**PROVIDED PASSAGE**
■ ■ ■ ■

Highway in Nova Scotia, Canada

Highway 113 is a proposed freeway in the Canadian province of Nova Scotia. It would provide another connection between Highway 102 and Highway 103, passing through the Blue Mountain-Birch Cove Lakes wilderness area.

==History==
The Nova Scotia Department of Transportation began highway corridor preservation work in 1998.

A focus report on the highway's construction was submitted by the Department of Transportation and Infrastructure Renewal on March 31, 2006. Engineering plans and an environmental impact assessment have been completed. Although no funding has been approved for construction to begin, the provincial government has opted to begin purchasing land required in order to preserve the right of way for the proposed highway.

The proposed highway would be 9.9 km in length and run from Highway 103 near exit 4 in Hubley in the west to Highway 102 near exit 3 in Bedford in the east. Such an alignment would allow traffic currently using the uncontrolled access Highway 213, known as the Hammonds Plains Road, to bypass the communities of Stillwater Lake, Hammonds Plains and Bedford.

The highway is considered a long-term proposal, and there are no plans to construct it in the near future.
As of 2024, no plans of Highway 113 have really been known. It is unlikely that Highway 113 will be built in the near future.

■ ■ ■ ■

**SUPPLIED MATERIAL**
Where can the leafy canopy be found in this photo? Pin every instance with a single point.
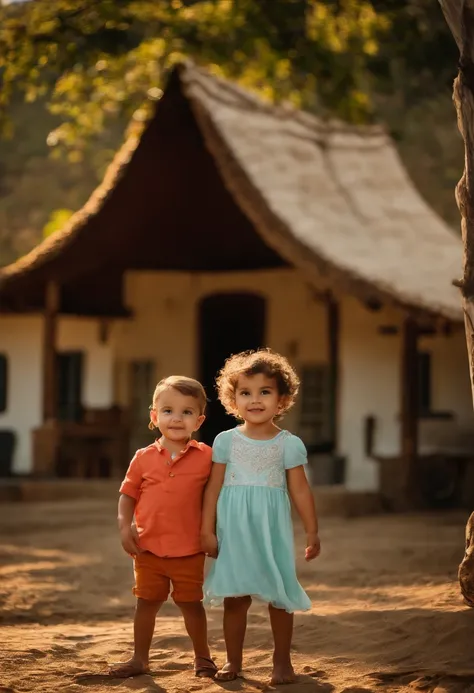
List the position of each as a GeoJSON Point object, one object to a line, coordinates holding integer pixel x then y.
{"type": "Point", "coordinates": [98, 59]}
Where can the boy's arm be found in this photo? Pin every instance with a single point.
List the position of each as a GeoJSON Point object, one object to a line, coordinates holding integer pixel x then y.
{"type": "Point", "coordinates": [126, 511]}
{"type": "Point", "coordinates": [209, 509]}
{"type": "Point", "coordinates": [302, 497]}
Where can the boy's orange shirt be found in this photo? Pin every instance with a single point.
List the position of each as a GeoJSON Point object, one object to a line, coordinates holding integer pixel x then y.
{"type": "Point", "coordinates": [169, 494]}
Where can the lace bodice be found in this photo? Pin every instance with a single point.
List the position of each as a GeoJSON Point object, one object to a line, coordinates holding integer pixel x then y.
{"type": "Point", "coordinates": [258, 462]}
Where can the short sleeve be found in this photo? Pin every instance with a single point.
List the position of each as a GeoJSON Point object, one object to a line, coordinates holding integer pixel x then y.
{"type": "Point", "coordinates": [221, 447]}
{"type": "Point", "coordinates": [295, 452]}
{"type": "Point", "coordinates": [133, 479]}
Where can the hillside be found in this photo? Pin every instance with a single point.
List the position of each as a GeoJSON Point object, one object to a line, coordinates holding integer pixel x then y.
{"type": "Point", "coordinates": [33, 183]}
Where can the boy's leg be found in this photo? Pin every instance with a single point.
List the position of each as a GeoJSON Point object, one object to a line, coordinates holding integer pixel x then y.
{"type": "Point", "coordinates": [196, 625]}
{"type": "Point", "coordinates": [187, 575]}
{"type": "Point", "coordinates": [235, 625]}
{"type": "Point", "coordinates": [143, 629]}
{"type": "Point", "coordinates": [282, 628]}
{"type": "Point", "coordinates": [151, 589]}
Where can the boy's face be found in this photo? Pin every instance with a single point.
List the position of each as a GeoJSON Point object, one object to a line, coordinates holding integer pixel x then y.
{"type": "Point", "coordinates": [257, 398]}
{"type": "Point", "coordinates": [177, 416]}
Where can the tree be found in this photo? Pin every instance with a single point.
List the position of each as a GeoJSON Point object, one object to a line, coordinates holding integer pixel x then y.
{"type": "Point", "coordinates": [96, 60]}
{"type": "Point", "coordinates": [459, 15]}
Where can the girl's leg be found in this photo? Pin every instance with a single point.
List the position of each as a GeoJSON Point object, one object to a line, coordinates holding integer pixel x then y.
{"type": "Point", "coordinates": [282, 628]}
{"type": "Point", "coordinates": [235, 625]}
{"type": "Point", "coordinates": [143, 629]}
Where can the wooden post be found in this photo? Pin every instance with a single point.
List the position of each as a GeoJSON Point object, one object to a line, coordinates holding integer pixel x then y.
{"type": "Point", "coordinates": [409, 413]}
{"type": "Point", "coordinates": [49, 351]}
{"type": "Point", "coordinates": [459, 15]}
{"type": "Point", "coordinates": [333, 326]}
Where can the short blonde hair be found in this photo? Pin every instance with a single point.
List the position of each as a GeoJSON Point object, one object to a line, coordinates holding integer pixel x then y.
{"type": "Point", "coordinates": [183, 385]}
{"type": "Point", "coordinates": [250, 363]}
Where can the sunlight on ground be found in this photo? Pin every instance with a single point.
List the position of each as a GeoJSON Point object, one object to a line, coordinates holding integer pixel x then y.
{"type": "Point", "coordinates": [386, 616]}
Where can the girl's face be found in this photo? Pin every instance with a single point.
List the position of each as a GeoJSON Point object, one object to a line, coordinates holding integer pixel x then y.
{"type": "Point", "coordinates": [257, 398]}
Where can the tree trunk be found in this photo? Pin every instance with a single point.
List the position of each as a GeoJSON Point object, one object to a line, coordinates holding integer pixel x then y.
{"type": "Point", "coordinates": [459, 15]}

■ ■ ■ ■

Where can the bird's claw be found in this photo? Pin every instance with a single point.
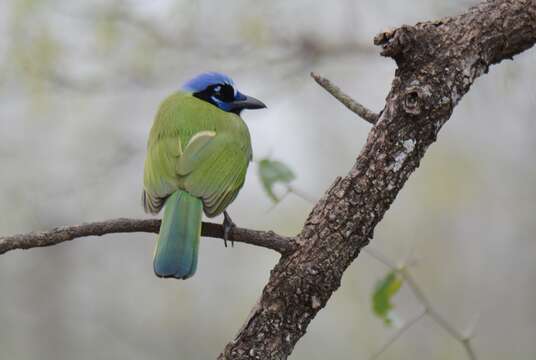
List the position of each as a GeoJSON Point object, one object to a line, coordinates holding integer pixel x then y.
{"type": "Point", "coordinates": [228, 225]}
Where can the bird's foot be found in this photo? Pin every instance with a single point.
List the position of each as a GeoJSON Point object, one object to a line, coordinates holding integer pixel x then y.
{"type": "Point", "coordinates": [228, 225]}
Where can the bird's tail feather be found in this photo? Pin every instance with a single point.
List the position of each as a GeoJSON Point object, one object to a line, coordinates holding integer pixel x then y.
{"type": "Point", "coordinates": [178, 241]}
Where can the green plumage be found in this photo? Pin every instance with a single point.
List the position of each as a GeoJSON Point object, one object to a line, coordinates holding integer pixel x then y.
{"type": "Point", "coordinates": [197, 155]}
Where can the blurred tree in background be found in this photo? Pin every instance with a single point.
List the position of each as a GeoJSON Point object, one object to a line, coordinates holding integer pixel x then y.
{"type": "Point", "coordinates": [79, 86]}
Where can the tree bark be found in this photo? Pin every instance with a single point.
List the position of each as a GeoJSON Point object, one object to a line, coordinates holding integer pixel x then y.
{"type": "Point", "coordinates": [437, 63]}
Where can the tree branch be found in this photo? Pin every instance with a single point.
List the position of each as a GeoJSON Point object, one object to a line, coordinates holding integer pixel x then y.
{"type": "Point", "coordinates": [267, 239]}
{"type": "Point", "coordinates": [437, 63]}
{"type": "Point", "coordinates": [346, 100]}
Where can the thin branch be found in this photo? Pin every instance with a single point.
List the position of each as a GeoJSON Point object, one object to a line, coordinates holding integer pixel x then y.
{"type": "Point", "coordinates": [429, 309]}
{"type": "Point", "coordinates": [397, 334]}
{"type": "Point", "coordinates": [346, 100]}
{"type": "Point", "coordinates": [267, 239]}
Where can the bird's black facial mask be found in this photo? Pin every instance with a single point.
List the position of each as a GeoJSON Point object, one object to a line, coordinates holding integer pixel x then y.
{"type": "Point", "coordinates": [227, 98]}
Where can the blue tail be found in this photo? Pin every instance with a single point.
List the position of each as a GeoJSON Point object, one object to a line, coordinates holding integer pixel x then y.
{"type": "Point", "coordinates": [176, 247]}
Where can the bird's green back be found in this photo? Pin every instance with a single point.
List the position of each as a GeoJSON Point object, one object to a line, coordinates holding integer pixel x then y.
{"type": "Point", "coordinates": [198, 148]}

■ ■ ■ ■

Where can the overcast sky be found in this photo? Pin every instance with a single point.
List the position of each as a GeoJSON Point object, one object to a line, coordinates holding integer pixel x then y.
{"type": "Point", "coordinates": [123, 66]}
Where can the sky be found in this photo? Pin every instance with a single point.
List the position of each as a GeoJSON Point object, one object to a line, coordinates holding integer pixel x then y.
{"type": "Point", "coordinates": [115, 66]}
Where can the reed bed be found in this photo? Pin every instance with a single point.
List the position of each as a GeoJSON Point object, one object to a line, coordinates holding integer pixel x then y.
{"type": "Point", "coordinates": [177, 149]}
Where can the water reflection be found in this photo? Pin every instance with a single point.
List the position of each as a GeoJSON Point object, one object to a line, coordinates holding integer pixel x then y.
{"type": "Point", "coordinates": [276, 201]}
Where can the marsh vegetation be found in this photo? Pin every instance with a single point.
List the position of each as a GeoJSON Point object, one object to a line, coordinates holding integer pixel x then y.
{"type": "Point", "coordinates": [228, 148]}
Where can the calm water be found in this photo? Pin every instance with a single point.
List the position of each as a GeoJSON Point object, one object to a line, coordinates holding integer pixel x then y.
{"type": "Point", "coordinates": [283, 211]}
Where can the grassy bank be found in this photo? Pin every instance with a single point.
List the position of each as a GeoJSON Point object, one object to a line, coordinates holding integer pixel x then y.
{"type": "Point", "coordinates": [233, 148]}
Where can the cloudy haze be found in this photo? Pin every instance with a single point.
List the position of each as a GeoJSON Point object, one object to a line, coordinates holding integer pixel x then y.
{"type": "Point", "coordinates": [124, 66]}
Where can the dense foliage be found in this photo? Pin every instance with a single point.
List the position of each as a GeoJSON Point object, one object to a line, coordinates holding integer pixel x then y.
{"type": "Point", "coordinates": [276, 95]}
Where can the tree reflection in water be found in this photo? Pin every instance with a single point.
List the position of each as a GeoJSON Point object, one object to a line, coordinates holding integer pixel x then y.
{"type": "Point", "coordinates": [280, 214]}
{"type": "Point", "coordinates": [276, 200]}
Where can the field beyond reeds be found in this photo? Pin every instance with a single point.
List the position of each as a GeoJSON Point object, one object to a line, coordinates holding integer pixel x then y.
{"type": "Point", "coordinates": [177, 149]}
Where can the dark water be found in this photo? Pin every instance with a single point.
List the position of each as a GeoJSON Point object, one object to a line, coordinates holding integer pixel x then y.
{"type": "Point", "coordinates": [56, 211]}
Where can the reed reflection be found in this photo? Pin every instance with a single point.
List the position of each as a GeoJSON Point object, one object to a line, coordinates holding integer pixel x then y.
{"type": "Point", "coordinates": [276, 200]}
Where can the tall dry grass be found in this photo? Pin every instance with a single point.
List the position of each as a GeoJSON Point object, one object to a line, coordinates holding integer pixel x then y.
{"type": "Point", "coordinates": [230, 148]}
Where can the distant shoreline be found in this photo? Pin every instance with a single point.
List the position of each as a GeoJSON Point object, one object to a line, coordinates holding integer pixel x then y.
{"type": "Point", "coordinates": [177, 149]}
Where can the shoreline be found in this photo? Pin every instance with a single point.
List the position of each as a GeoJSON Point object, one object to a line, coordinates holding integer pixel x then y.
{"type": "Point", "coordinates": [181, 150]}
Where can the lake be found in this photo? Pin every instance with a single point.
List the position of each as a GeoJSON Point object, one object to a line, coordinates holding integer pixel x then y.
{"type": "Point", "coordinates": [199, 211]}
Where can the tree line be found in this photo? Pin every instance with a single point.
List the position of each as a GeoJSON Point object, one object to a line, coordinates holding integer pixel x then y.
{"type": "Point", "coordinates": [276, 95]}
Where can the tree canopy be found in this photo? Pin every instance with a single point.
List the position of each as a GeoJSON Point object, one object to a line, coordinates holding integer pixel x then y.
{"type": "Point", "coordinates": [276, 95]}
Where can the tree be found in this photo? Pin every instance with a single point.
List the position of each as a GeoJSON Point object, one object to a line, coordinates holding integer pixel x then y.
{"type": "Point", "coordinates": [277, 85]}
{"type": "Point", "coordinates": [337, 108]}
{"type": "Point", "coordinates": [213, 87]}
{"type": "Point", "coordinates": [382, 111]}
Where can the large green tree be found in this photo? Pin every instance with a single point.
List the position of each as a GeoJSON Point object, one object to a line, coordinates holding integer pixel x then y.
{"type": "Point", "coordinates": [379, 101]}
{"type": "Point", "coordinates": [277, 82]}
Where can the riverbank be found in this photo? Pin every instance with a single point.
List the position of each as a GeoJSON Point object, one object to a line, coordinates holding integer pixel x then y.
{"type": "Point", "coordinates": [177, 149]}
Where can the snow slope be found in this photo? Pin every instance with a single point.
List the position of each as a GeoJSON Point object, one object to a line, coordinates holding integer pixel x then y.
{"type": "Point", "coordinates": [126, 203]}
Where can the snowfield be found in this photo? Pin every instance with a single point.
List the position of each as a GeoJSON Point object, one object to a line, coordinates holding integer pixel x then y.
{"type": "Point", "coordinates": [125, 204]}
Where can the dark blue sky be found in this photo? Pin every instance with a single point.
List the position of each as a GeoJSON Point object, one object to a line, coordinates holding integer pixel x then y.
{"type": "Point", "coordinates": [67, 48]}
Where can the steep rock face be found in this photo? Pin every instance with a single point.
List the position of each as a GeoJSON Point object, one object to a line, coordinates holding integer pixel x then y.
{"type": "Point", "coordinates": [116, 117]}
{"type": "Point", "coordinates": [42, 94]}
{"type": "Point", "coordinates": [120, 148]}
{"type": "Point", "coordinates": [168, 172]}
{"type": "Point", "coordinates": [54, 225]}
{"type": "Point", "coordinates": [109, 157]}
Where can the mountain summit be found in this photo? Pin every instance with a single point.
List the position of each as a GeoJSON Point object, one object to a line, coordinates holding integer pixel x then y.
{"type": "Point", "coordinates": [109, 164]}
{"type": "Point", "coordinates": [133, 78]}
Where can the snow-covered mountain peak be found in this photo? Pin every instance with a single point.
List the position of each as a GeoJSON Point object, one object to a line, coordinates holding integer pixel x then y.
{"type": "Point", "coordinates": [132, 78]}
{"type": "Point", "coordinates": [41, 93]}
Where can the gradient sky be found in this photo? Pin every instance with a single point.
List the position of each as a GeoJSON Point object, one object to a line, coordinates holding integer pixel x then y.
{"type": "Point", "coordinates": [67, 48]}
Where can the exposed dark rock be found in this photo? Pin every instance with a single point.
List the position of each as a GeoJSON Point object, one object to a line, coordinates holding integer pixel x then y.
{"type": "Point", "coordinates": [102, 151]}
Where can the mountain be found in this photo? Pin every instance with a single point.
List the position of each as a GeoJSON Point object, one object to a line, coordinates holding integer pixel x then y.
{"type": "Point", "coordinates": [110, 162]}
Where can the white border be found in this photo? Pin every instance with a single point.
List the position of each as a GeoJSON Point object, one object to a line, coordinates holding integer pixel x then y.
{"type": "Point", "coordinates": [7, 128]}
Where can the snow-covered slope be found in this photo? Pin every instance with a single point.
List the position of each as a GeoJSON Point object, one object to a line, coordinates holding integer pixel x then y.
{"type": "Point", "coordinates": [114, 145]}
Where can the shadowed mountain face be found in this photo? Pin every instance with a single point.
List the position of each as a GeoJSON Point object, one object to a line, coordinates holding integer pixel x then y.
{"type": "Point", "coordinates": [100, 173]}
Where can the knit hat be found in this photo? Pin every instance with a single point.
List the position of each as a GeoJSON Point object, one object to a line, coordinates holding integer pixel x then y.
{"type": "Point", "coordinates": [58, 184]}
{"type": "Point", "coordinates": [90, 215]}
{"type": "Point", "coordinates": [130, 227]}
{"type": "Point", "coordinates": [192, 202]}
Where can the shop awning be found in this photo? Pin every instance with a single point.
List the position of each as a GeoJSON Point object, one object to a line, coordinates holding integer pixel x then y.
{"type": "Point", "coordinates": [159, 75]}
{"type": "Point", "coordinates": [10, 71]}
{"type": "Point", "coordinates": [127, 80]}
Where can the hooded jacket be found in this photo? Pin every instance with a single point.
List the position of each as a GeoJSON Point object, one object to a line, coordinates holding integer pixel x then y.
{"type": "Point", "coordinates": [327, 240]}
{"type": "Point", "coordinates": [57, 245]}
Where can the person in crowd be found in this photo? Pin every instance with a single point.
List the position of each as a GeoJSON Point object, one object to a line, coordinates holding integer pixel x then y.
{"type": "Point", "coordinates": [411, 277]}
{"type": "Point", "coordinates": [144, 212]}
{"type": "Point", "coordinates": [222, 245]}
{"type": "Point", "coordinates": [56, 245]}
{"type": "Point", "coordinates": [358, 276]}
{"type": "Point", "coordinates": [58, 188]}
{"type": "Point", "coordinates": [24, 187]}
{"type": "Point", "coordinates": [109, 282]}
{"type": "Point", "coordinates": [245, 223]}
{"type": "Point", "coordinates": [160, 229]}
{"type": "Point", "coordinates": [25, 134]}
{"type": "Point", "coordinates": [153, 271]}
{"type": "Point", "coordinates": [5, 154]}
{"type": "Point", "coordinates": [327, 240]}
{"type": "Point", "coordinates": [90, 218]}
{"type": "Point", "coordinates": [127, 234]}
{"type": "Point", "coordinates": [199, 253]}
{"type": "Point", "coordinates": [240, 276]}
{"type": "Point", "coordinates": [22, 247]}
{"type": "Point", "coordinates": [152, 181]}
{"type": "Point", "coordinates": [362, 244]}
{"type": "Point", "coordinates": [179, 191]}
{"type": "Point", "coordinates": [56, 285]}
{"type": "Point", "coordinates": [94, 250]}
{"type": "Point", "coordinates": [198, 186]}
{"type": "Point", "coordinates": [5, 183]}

■ ■ ■ ■

**REQUIRED WORK**
**A)** Duplicate the Highway 113 text from "A focus report" up to and including "the proposed highway.".
**B)** According to the Highway 113 text, how long would the proposed highway be?
Work only from the Highway 113 text.

**TASK-BY-TASK OUTPUTS**
**A)**
A focus report on the highway's construction was submitted by the Department of Transportation and Infrastructure Renewal on March 31, 2006. Engineering plans and an environmental impact assessment have been completed. Although no funding has been approved for construction to begin, the provincial government has opted to begin purchasing land required in order to preserve the right of way for the proposed highway.

**B)** 9.9 km